--- What the exercise asks ---
Each record that follows should be repeated exactly, minus any images.

....

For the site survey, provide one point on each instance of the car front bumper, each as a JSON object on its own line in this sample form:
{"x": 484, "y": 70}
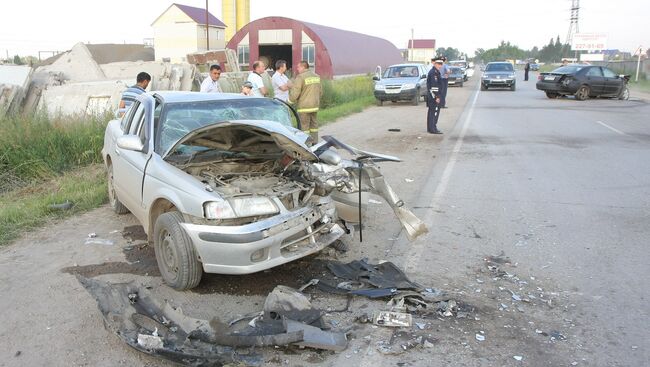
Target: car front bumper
{"x": 398, "y": 95}
{"x": 503, "y": 83}
{"x": 266, "y": 243}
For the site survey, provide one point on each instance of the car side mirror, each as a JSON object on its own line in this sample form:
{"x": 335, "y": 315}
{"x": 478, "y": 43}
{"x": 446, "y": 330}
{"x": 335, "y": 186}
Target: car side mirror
{"x": 130, "y": 142}
{"x": 330, "y": 157}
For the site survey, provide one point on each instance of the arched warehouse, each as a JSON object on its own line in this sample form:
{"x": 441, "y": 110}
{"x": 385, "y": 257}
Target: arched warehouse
{"x": 334, "y": 52}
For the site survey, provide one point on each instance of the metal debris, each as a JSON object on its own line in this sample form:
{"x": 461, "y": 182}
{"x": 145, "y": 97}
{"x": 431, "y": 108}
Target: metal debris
{"x": 392, "y": 319}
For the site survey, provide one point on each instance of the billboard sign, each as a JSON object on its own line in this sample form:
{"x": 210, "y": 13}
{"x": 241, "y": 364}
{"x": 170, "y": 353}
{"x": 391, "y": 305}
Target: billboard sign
{"x": 589, "y": 42}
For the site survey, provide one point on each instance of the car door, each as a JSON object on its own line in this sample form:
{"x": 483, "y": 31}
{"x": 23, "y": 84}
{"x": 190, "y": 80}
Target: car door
{"x": 613, "y": 82}
{"x": 129, "y": 165}
{"x": 595, "y": 80}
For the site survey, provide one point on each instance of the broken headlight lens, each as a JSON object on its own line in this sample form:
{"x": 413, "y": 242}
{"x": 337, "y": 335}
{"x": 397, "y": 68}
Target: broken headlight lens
{"x": 240, "y": 208}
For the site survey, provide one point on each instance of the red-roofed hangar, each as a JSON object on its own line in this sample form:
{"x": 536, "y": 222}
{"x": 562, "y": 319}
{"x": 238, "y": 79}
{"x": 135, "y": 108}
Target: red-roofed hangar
{"x": 334, "y": 52}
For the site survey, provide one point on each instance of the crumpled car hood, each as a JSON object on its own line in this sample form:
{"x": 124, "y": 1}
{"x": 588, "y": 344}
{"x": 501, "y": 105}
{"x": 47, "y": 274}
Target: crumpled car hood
{"x": 291, "y": 141}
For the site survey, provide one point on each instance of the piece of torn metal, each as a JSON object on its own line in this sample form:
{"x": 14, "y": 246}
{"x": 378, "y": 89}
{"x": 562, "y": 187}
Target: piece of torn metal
{"x": 314, "y": 337}
{"x": 384, "y": 275}
{"x": 392, "y": 319}
{"x": 287, "y": 302}
{"x": 134, "y": 315}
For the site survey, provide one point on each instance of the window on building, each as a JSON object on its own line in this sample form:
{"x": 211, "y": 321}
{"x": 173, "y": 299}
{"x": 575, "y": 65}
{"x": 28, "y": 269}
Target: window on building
{"x": 243, "y": 53}
{"x": 309, "y": 54}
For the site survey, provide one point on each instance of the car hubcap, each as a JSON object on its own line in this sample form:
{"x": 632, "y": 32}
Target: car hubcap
{"x": 167, "y": 253}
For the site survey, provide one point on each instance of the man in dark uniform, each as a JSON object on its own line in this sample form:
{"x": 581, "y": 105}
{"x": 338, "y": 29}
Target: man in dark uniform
{"x": 434, "y": 87}
{"x": 526, "y": 70}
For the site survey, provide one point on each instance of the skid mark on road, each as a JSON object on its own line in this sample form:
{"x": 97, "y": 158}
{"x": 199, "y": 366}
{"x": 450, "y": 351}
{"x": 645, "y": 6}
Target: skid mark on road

....

--- Complete answer ---
For the site survey, provide one point on each instance of the car front bumper, each as a JSON object on its own line in this sample form:
{"x": 484, "y": 70}
Target: car front bumper
{"x": 398, "y": 95}
{"x": 503, "y": 83}
{"x": 266, "y": 243}
For the site survey, provide one point on each instance of the car side mirror, each as a JSON object on its own line in this sample form:
{"x": 335, "y": 315}
{"x": 478, "y": 43}
{"x": 446, "y": 330}
{"x": 335, "y": 186}
Target: car side mirror
{"x": 130, "y": 142}
{"x": 330, "y": 157}
For the site survey, provide one point on each instance of the arched warehouse, each as a JSON object on its own line in this sample form:
{"x": 441, "y": 110}
{"x": 385, "y": 257}
Target: arched warehouse
{"x": 334, "y": 52}
For the site survey, provide one point on each instance of the metal debris, each as a JSON object on its own line in this sample form:
{"x": 461, "y": 182}
{"x": 145, "y": 97}
{"x": 431, "y": 108}
Target: metal debris
{"x": 392, "y": 319}
For the site survey, provide one point on each instance of the billboard sign, each as a JSON object on its own line in this sample form:
{"x": 210, "y": 13}
{"x": 241, "y": 364}
{"x": 170, "y": 353}
{"x": 391, "y": 305}
Target: billboard sign
{"x": 589, "y": 42}
For the site survey, provide one point on each instance of the car door, each as a JSON object on its own line in this sample form:
{"x": 483, "y": 31}
{"x": 23, "y": 84}
{"x": 190, "y": 80}
Target: car door
{"x": 613, "y": 82}
{"x": 129, "y": 165}
{"x": 595, "y": 80}
For the site survey, provide one point on each instance of the broken headlight lens, each as a JSON object on its own line in this sample form:
{"x": 413, "y": 242}
{"x": 337, "y": 335}
{"x": 397, "y": 68}
Target: broken headlight lens
{"x": 240, "y": 208}
For the site survey, provide one point on each instance of the red-roofed hangar, each as a JSON object on its own line in this sample form:
{"x": 536, "y": 222}
{"x": 562, "y": 319}
{"x": 238, "y": 79}
{"x": 135, "y": 108}
Target: red-roofed hangar
{"x": 334, "y": 52}
For the site survey, provide one point on each instance of the crumpled car hood, each as a JSON object on its own line in this sample form:
{"x": 124, "y": 1}
{"x": 588, "y": 344}
{"x": 501, "y": 105}
{"x": 47, "y": 274}
Target: crumpled car hood
{"x": 291, "y": 141}
For the site survey, provide one point on each instance of the piece of torn metal, each as a JSON object on its own line in this sample form:
{"x": 14, "y": 246}
{"x": 378, "y": 89}
{"x": 562, "y": 187}
Target: piece of torn metal
{"x": 314, "y": 337}
{"x": 384, "y": 275}
{"x": 392, "y": 319}
{"x": 287, "y": 302}
{"x": 134, "y": 315}
For the site survey, provide one point on each instance of the window on building, each as a JSON object on its own line in this sample form:
{"x": 211, "y": 321}
{"x": 173, "y": 299}
{"x": 575, "y": 65}
{"x": 28, "y": 269}
Target: window on building
{"x": 243, "y": 53}
{"x": 309, "y": 54}
For the site survey, provide one point on each instance of the car hubcap, each as a JSON object on its own line in this sample form:
{"x": 632, "y": 32}
Target: car hubcap
{"x": 167, "y": 253}
For the site survey, provide one point on each instance of the man in dark uniform, each as a JSON object on its own line in this sample form:
{"x": 581, "y": 105}
{"x": 338, "y": 29}
Target: man in dark uniform
{"x": 434, "y": 87}
{"x": 526, "y": 70}
For the site survey, provide one point on each instance of the skid mark on road, each as a JSON object on its own line in this sample form:
{"x": 97, "y": 158}
{"x": 199, "y": 366}
{"x": 450, "y": 351}
{"x": 645, "y": 6}
Target: skid mark on road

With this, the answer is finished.